──────── Brano di partenza

Nuove professioni per gli umanisti
di Gian Maria Varanini

Il sistema scolastico risultante dalle riforme impostate negli ultimi tre anni dai ministri Berlinguer e Zecchino prevede come è noto - dopo il ciclo dell'obbligo e il ciclo secondario, che secondo la legge recentemente approvata avranno una durata complessiva di 12 anni - i corsi di laurea triennali seguiti da un'eventuale laurea specializzata biennale (cui seguirà ancora un terzo momento della formazione universitaria, cioè il dottorato di ricerca). Le classi di laurea triennale prevedono 180 crediti: per ciascuna delle 41 classi, è nota - ferma restando la possibilità per le singole sedi di gestire autonomamente 60 crediti - la suddivisione di 120 crediti in ambiti scientifico-disciplinari di base, caratterizzanti, integrativi. Delle lauree specialistiche, che saranno conseguite dopo altri due anni di studio, è appena stato reso noto l'elenco definitivo.

────────────────
──────── Dati disponibili

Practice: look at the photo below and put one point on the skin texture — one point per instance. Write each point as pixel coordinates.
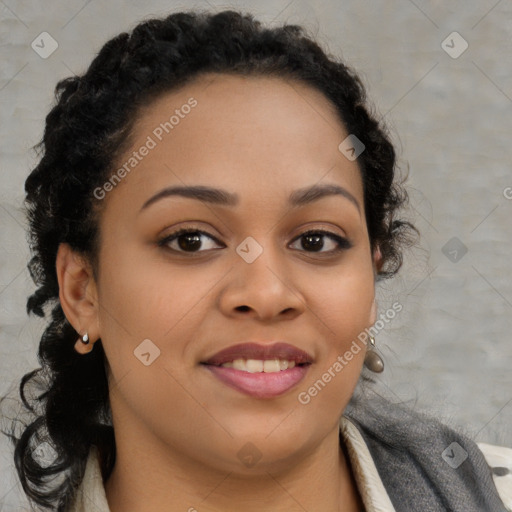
(178, 429)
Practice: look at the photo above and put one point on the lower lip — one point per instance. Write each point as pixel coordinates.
(260, 384)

────────────────

> _Cosa fare_:
A - Indica se ciascuna affermazione concorda con il brano sulla riforma universitaria: (i) le classi di laurea triennale prevedono 180 crediti; (ii) le singole sedi possono gestire autonomamente 120 crediti; (iii) il ciclo dell'obbligo e il ciclo secondario avranno una durata complessiva di 12 anni. Per ognuna rispondi sì o no e cita fra virgolette le parole del brano che decidono.
B - Prosegui il brano sulla riforma universitaria partendo dalla sua ultima frase.

> _Risposte attese_:
A -
(i) Sì: «Le classi di laurea triennale prevedono 180 crediti».
(ii) No: «ferma restando la possibilità per le singole sedi di gestire autonomamente 60 crediti».
(iii) Sì: «avranno una durata complessiva di 12 anni».

B -
Al settore umanistico, in senso lato, fanno capo sei-sette corsi di laurea triennale: discipline letterarie, scienze filosofiche, scienze storiche, discipline della mediazione linguistica, lingue e culture moderne, scienze dell'educazione e della formazione, scienze dei beni culturali, cui sono da aggiungere altri corsi che integrano la formazione umanistica con altre prospettive culturali: scienze geografiche (con forte apertura verso le scienze della terra e del territorio, nonché verso l'ambito matematico/informatico), scienze della comunicazione (che sottolinea le connessioni con l'ambito sociologico).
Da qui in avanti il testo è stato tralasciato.